Instructions to follow: Reproduce the data below line for line, with every character unchanged.

....................

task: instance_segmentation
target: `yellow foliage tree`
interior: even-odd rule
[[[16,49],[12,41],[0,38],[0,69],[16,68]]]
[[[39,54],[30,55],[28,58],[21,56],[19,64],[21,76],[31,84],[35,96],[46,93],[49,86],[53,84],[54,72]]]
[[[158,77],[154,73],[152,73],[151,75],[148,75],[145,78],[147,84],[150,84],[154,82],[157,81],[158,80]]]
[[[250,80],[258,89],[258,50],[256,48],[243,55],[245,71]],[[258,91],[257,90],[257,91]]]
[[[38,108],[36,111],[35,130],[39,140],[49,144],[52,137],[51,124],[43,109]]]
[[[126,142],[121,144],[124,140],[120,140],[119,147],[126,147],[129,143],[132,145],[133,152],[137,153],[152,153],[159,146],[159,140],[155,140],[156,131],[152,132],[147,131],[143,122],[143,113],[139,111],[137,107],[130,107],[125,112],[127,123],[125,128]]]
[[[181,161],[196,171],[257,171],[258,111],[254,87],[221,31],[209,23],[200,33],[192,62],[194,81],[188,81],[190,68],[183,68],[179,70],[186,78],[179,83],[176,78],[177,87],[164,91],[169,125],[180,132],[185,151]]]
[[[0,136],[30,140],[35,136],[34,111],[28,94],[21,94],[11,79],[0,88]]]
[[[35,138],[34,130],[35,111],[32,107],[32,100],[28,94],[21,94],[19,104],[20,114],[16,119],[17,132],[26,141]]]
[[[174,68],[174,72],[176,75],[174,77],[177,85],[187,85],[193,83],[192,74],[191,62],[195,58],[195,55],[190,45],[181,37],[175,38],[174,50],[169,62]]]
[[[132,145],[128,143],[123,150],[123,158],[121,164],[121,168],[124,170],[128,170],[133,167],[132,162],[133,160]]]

....................

Answer:
task: instance_segmentation
target: `yellow foliage tree`
interior: even-odd rule
[[[16,49],[12,41],[0,38],[0,69],[16,68]]]
[[[39,54],[30,55],[28,58],[21,56],[19,64],[21,76],[31,84],[35,96],[46,93],[49,86],[53,84],[54,72]]]
[[[158,77],[154,73],[152,73],[151,75],[148,75],[145,78],[147,84],[150,84],[154,82],[157,81],[158,80]]]
[[[250,80],[258,89],[258,50],[256,48],[243,55],[245,71]],[[258,91],[257,90],[257,91]]]
[[[38,108],[36,111],[35,130],[39,140],[49,144],[52,137],[51,124],[43,109]]]
[[[126,142],[121,144],[124,140],[120,140],[119,147],[126,147],[129,143],[132,145],[133,152],[137,153],[152,153],[159,146],[159,140],[155,140],[156,131],[152,132],[147,131],[143,122],[143,113],[139,111],[137,107],[130,107],[125,112],[127,123],[125,128]]]
[[[181,161],[196,171],[257,171],[258,111],[254,87],[221,31],[209,23],[200,33],[192,62],[194,81],[188,81],[190,68],[183,68],[179,70],[186,78],[179,83],[176,78],[177,87],[164,91],[169,125],[180,132],[185,151]]]
[[[0,136],[30,140],[35,136],[34,111],[28,94],[21,94],[11,79],[0,88]]]
[[[35,138],[34,130],[35,111],[32,107],[32,100],[28,94],[21,94],[19,104],[20,114],[16,119],[17,132],[26,141]]]
[[[174,68],[174,72],[176,75],[174,77],[177,85],[187,85],[193,83],[192,74],[191,62],[195,58],[195,55],[190,45],[181,37],[175,38],[174,50],[169,62]]]
[[[132,145],[128,143],[123,150],[123,158],[121,164],[121,168],[124,170],[128,170],[133,167],[132,162],[133,160]]]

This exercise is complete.